Content starts
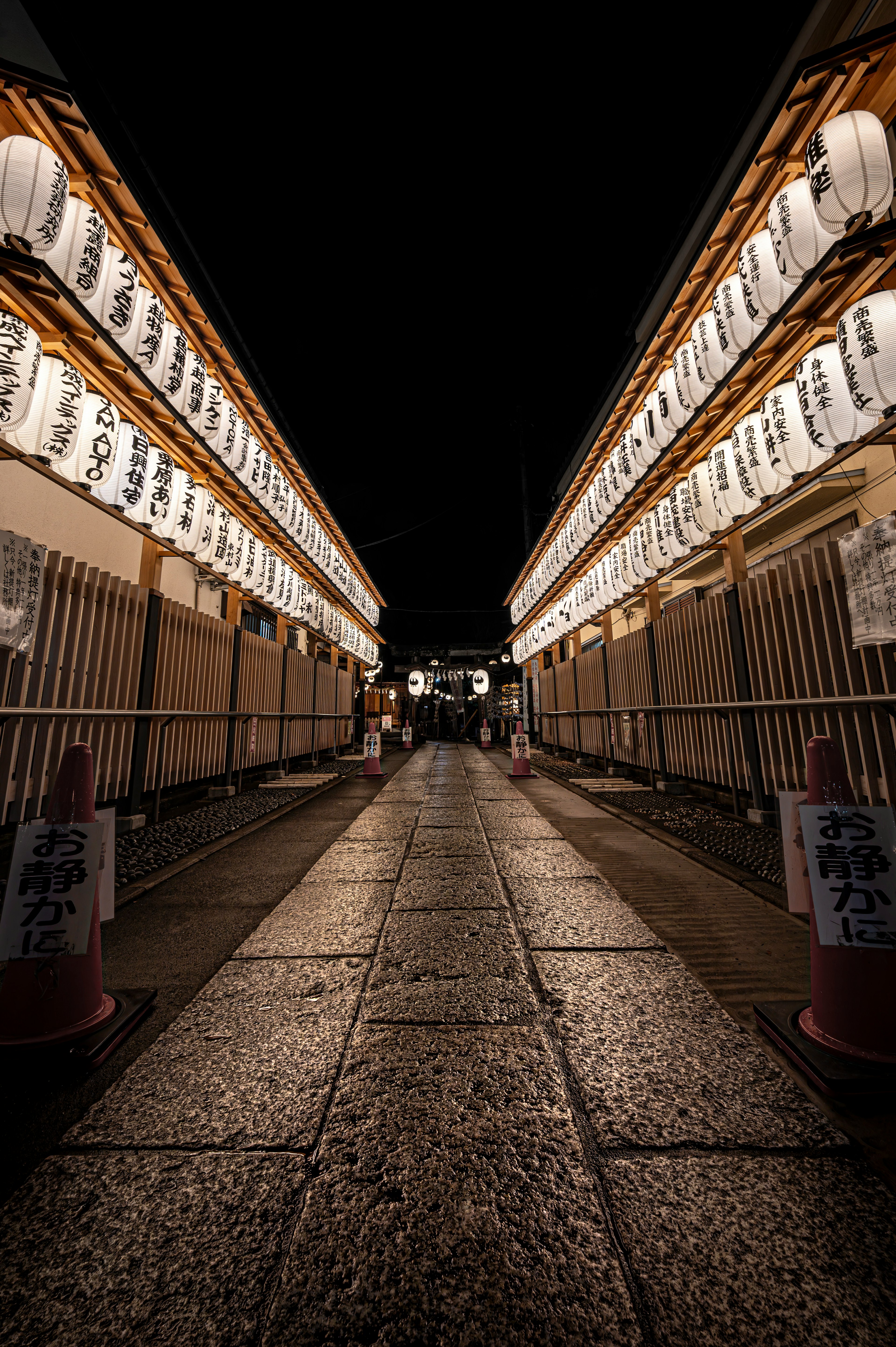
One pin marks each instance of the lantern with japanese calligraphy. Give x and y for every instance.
(692, 390)
(727, 489)
(114, 302)
(750, 453)
(34, 193)
(701, 494)
(127, 480)
(848, 169)
(734, 323)
(763, 283)
(867, 337)
(94, 456)
(830, 415)
(19, 363)
(712, 360)
(797, 234)
(77, 254)
(52, 426)
(143, 339)
(790, 450)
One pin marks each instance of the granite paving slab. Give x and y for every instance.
(146, 1249)
(762, 1251)
(460, 891)
(448, 968)
(248, 1063)
(321, 919)
(577, 912)
(661, 1065)
(354, 861)
(541, 860)
(453, 1205)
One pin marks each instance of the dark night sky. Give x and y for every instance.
(426, 236)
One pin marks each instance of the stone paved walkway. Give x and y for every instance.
(452, 1090)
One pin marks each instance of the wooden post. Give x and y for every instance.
(151, 565)
(735, 558)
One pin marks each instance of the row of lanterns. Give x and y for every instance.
(848, 172)
(45, 407)
(800, 423)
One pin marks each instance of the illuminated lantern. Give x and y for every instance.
(755, 473)
(127, 480)
(712, 360)
(727, 489)
(52, 426)
(867, 337)
(19, 363)
(692, 390)
(77, 254)
(736, 329)
(830, 417)
(790, 449)
(848, 169)
(34, 193)
(797, 234)
(764, 286)
(143, 339)
(657, 422)
(114, 302)
(673, 414)
(701, 494)
(94, 456)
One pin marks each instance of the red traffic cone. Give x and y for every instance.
(521, 753)
(46, 1001)
(372, 752)
(854, 1011)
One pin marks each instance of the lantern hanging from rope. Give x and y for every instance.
(848, 169)
(77, 254)
(830, 415)
(50, 430)
(34, 194)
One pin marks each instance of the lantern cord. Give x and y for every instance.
(378, 541)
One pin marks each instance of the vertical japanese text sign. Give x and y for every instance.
(24, 564)
(50, 891)
(851, 856)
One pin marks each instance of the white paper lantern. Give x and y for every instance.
(867, 339)
(143, 339)
(848, 169)
(755, 473)
(736, 329)
(727, 489)
(701, 494)
(790, 449)
(19, 363)
(52, 426)
(76, 257)
(692, 390)
(712, 362)
(92, 459)
(34, 193)
(127, 480)
(797, 234)
(114, 302)
(830, 417)
(766, 289)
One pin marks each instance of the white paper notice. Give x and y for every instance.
(851, 853)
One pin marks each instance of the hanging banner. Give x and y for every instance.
(851, 856)
(870, 569)
(49, 898)
(24, 564)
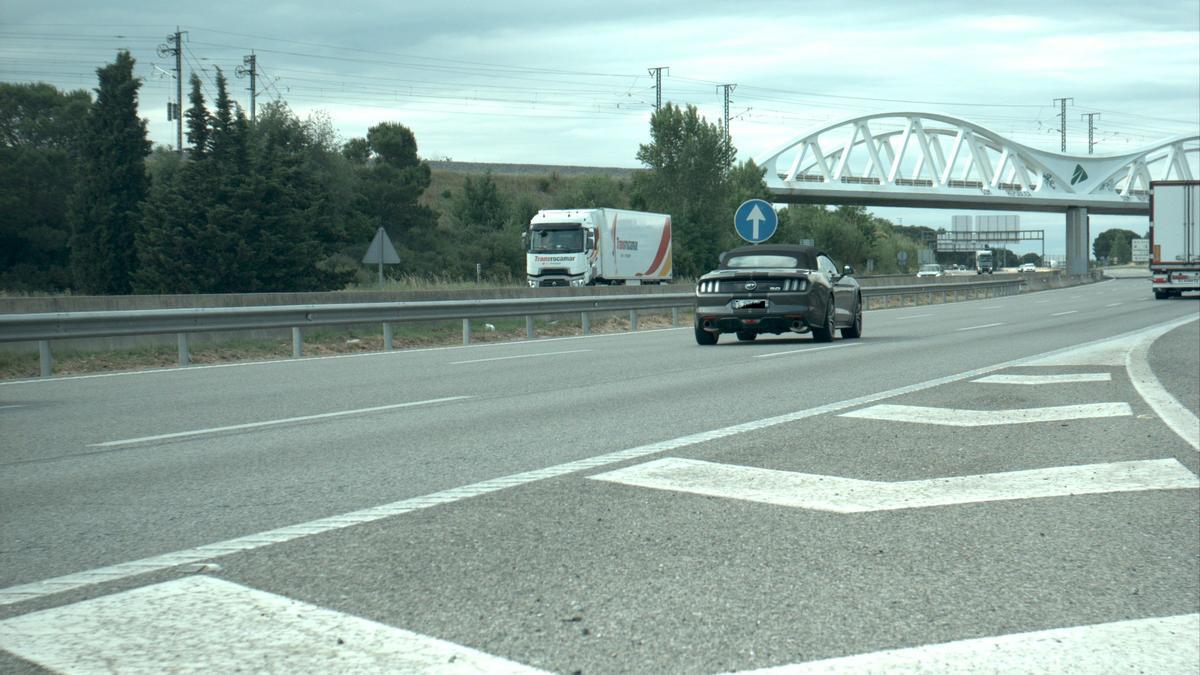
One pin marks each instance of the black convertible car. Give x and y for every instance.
(778, 288)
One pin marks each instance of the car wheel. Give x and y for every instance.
(855, 329)
(825, 333)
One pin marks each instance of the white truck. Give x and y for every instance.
(587, 246)
(1174, 237)
(984, 262)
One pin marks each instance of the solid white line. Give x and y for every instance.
(1177, 417)
(1045, 378)
(23, 592)
(207, 625)
(953, 417)
(271, 423)
(849, 495)
(522, 357)
(1164, 644)
(978, 327)
(803, 351)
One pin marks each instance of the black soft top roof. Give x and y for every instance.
(805, 255)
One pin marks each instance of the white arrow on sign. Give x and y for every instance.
(850, 495)
(755, 217)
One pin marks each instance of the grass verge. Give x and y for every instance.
(323, 341)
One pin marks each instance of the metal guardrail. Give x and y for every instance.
(42, 328)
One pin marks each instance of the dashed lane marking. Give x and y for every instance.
(803, 351)
(849, 495)
(958, 417)
(205, 625)
(978, 327)
(271, 423)
(522, 357)
(1033, 380)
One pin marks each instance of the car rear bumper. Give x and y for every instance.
(775, 318)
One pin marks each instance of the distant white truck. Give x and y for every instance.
(1174, 237)
(587, 246)
(984, 262)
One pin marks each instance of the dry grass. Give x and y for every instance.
(321, 342)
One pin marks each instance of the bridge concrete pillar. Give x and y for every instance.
(1078, 239)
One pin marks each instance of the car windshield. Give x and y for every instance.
(563, 239)
(775, 261)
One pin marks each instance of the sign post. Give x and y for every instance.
(755, 220)
(381, 252)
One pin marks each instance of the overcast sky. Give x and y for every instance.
(568, 83)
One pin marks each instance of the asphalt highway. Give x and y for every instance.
(634, 502)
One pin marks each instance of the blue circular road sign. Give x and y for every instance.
(755, 220)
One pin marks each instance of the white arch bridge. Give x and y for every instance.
(928, 160)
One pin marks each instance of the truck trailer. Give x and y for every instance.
(588, 246)
(985, 262)
(1174, 237)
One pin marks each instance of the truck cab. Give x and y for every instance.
(984, 262)
(561, 249)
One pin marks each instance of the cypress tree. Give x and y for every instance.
(105, 208)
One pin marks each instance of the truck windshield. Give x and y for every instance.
(556, 239)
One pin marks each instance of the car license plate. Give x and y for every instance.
(749, 304)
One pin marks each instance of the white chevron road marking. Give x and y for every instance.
(205, 625)
(849, 495)
(955, 417)
(1033, 380)
(1164, 644)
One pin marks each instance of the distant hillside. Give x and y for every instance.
(545, 169)
(525, 186)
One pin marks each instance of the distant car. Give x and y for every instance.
(778, 288)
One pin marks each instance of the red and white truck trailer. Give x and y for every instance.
(1174, 237)
(587, 246)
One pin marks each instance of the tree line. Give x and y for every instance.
(88, 205)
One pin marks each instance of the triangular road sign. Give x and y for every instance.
(381, 250)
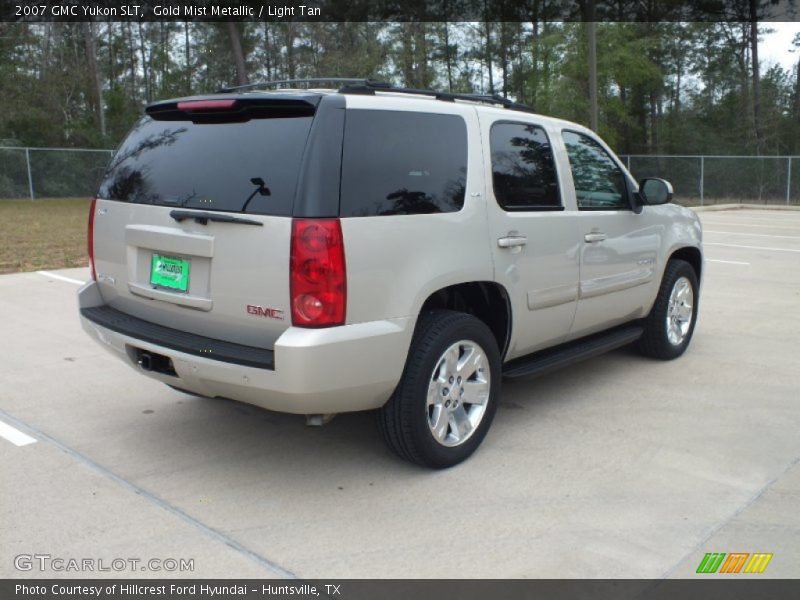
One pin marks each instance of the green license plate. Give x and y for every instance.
(169, 272)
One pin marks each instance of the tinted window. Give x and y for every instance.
(402, 163)
(599, 182)
(523, 172)
(210, 166)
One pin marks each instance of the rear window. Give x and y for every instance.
(402, 163)
(236, 167)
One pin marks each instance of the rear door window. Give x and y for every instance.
(402, 163)
(235, 167)
(599, 182)
(523, 169)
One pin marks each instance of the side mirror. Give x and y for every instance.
(655, 191)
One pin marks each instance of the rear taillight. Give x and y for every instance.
(318, 278)
(90, 239)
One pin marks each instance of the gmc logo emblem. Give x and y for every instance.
(260, 311)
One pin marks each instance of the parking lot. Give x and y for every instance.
(618, 467)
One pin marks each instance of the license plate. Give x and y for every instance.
(169, 272)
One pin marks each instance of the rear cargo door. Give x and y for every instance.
(193, 218)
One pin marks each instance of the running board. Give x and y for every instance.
(551, 359)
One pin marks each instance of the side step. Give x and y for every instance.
(551, 359)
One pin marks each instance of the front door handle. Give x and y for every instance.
(595, 236)
(512, 241)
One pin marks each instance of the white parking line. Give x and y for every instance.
(14, 435)
(753, 247)
(727, 262)
(728, 224)
(60, 277)
(784, 237)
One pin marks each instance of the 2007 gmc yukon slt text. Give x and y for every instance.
(316, 251)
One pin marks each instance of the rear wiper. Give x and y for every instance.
(204, 217)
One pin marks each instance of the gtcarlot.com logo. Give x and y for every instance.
(735, 562)
(48, 562)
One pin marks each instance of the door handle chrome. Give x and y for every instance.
(512, 241)
(593, 237)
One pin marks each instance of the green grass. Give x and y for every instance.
(43, 234)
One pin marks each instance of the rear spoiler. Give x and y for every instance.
(215, 109)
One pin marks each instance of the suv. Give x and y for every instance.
(315, 251)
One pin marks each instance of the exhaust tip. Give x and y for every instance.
(145, 361)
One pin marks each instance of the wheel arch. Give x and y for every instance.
(485, 300)
(693, 256)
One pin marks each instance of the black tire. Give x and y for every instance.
(655, 341)
(404, 420)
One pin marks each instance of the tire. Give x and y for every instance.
(669, 327)
(428, 420)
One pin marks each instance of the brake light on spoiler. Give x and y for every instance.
(207, 105)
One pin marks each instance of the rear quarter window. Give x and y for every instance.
(402, 163)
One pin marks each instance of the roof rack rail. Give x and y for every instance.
(369, 87)
(339, 81)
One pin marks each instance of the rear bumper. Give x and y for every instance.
(309, 371)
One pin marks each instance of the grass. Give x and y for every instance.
(43, 234)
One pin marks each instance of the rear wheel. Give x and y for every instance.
(670, 324)
(446, 400)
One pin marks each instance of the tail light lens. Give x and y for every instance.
(318, 278)
(90, 239)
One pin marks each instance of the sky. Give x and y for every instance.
(775, 47)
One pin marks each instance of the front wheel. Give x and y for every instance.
(670, 325)
(447, 397)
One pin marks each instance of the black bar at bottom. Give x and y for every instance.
(703, 587)
(182, 341)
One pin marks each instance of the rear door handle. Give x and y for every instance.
(593, 237)
(512, 241)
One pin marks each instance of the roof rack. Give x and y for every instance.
(369, 87)
(318, 81)
(350, 85)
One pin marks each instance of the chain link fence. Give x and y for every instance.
(51, 172)
(697, 180)
(701, 180)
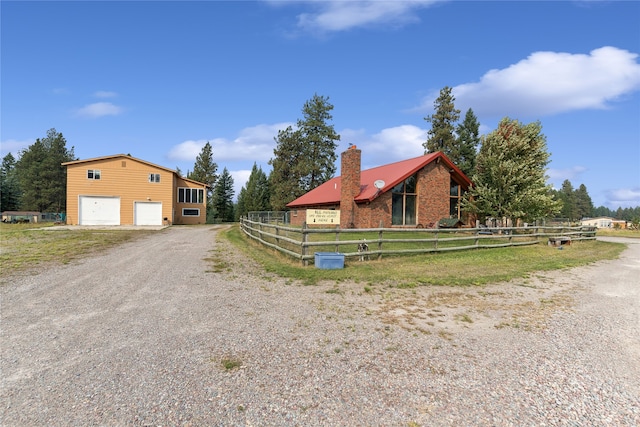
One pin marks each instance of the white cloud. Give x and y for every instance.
(623, 197)
(99, 109)
(342, 15)
(253, 143)
(549, 83)
(387, 146)
(105, 94)
(559, 175)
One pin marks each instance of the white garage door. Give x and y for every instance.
(148, 213)
(99, 210)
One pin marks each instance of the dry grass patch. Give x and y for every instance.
(24, 248)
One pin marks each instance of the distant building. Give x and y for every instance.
(604, 222)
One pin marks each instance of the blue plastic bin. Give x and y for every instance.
(329, 260)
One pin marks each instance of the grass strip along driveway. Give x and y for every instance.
(473, 267)
(24, 247)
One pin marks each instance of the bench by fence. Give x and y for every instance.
(302, 243)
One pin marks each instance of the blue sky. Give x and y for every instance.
(158, 80)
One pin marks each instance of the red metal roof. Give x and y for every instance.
(392, 174)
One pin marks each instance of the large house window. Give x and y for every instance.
(190, 212)
(190, 195)
(455, 196)
(403, 202)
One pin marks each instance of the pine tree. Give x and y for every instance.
(254, 195)
(304, 158)
(584, 204)
(9, 189)
(465, 151)
(568, 198)
(441, 135)
(319, 143)
(204, 170)
(223, 197)
(284, 179)
(41, 176)
(510, 180)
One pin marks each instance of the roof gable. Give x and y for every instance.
(128, 157)
(392, 174)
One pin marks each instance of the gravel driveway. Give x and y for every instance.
(158, 333)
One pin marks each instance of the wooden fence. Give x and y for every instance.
(302, 243)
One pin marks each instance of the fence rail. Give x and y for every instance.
(300, 243)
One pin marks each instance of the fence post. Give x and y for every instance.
(305, 239)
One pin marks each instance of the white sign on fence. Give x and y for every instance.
(323, 217)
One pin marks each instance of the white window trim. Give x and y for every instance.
(190, 209)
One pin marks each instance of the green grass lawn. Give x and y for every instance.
(634, 234)
(470, 267)
(23, 246)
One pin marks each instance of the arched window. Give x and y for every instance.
(403, 202)
(455, 195)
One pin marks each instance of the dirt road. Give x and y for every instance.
(156, 332)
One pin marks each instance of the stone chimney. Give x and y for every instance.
(349, 185)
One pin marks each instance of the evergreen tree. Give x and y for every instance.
(510, 180)
(204, 170)
(584, 205)
(319, 143)
(9, 188)
(41, 176)
(284, 179)
(223, 197)
(568, 198)
(304, 158)
(440, 136)
(254, 195)
(465, 151)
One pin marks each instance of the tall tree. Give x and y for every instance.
(223, 197)
(204, 170)
(42, 178)
(568, 198)
(254, 195)
(441, 135)
(510, 180)
(584, 204)
(284, 179)
(9, 188)
(465, 151)
(304, 158)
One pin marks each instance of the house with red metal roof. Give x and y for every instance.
(417, 192)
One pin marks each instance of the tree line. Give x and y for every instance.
(507, 166)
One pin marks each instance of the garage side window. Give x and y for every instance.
(190, 212)
(190, 195)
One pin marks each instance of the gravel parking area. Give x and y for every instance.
(178, 328)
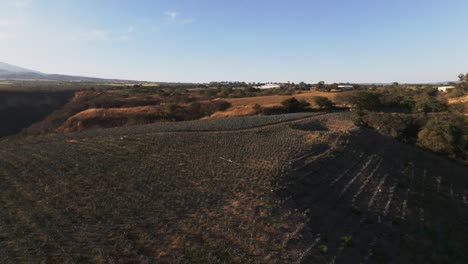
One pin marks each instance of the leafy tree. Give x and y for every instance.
(292, 105)
(367, 101)
(321, 86)
(443, 135)
(323, 102)
(430, 104)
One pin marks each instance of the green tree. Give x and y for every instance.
(292, 105)
(444, 135)
(321, 86)
(323, 102)
(428, 104)
(367, 101)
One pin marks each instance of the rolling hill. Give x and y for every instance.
(297, 188)
(12, 72)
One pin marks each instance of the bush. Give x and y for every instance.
(323, 102)
(457, 92)
(444, 135)
(430, 104)
(400, 126)
(292, 105)
(366, 101)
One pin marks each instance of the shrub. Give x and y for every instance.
(428, 104)
(400, 126)
(292, 105)
(347, 241)
(367, 101)
(323, 102)
(444, 135)
(457, 92)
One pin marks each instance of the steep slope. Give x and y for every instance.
(302, 188)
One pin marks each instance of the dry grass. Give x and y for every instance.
(275, 100)
(240, 110)
(463, 99)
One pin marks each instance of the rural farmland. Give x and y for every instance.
(306, 188)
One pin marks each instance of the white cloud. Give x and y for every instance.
(6, 23)
(172, 15)
(7, 36)
(124, 38)
(176, 17)
(187, 21)
(93, 35)
(22, 3)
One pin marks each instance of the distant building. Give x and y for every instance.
(345, 87)
(341, 88)
(445, 88)
(269, 86)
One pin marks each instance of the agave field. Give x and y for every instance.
(299, 188)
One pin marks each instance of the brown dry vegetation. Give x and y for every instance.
(279, 192)
(275, 100)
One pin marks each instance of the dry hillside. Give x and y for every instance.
(300, 188)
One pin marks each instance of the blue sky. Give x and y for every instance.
(246, 40)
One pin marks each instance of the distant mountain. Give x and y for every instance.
(12, 72)
(8, 68)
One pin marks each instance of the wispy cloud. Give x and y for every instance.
(172, 15)
(22, 3)
(93, 35)
(7, 36)
(187, 21)
(177, 17)
(126, 36)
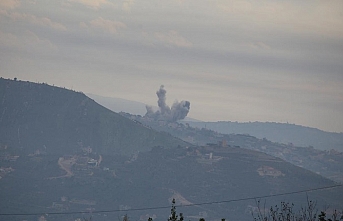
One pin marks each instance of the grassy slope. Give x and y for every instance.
(39, 116)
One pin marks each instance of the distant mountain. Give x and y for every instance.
(63, 157)
(56, 120)
(279, 132)
(326, 163)
(120, 105)
(127, 106)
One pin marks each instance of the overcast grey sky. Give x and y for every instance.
(234, 60)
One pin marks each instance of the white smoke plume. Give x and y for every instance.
(178, 111)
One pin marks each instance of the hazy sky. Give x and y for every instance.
(234, 60)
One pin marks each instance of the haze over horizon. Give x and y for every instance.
(233, 60)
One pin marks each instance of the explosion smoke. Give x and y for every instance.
(178, 111)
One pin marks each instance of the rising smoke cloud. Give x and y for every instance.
(178, 111)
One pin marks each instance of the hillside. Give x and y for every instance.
(63, 157)
(39, 117)
(279, 132)
(152, 179)
(326, 163)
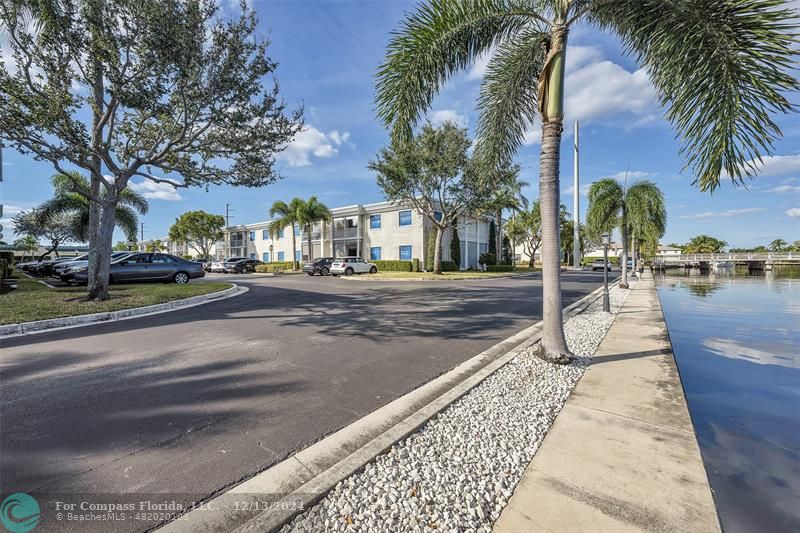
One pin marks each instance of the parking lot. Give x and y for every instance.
(193, 401)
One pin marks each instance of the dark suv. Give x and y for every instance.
(321, 266)
(240, 266)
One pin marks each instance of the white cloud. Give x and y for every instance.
(603, 89)
(785, 188)
(313, 142)
(569, 190)
(156, 191)
(441, 116)
(725, 214)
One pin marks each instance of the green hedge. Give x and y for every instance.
(394, 266)
(278, 266)
(614, 260)
(499, 268)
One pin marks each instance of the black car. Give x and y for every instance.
(241, 266)
(321, 266)
(148, 267)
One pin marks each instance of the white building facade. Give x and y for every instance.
(380, 231)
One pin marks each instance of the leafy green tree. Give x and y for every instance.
(155, 246)
(287, 215)
(169, 91)
(309, 212)
(704, 244)
(721, 69)
(778, 245)
(433, 173)
(198, 229)
(526, 229)
(71, 198)
(455, 246)
(28, 244)
(640, 207)
(56, 229)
Content ends
▶ **Work to be completed**
Nothing but the lines from the one with "One pin marks each instance of the white building" through the end of the data above should be repeated, each exactly as it stands.

▶ **Answer for this exercise**
One pin marks each instance of the white building facade. Give x and y for every instance.
(380, 231)
One pin marks each instance of the leafy green tree. Give x and y for every instance.
(155, 246)
(287, 215)
(169, 91)
(309, 212)
(704, 244)
(721, 69)
(778, 245)
(433, 173)
(198, 229)
(526, 229)
(71, 198)
(455, 246)
(28, 244)
(640, 207)
(56, 229)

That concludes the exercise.